### DIRECTIONS FOR THIS TASK
In the listing below, retype the lines from the line with "Guideline: for every instance of the headlight, the" to the line with "<point>564,388</point>", including both, without any changes.

Dataset records:
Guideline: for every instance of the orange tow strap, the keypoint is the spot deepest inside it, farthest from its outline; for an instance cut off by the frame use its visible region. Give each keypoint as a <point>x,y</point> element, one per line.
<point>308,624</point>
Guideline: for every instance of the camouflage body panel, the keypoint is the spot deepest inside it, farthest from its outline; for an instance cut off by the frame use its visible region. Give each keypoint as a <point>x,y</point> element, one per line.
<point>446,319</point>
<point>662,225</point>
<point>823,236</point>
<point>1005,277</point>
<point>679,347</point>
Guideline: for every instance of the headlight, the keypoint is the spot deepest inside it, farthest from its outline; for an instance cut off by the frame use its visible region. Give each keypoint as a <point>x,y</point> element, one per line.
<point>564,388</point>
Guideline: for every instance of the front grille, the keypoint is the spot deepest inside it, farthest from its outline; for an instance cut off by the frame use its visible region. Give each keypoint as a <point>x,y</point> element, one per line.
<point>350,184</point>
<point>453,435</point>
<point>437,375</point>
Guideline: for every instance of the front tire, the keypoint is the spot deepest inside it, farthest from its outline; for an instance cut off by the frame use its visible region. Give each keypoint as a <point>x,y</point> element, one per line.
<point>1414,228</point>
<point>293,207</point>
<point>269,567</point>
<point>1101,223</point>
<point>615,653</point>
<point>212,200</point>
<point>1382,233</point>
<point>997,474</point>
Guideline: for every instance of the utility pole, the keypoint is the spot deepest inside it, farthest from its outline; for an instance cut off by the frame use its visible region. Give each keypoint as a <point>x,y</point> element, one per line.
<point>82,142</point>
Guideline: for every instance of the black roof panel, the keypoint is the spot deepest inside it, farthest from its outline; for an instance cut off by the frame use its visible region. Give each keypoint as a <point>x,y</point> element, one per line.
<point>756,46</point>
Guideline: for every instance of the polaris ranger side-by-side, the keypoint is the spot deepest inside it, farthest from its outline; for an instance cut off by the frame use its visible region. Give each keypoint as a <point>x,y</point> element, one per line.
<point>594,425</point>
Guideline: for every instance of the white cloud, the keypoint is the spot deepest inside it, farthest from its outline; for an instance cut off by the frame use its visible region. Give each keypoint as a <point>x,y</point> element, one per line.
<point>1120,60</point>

### RESULT OF THE EXERCISE
Guideline: for every instance of the headlight, the keypoint is the spot deepest inside it, farthest from its outline; for an instance cut off by the frame use its visible region. Give each keypoint as a <point>x,y</point> element, one per line.
<point>564,388</point>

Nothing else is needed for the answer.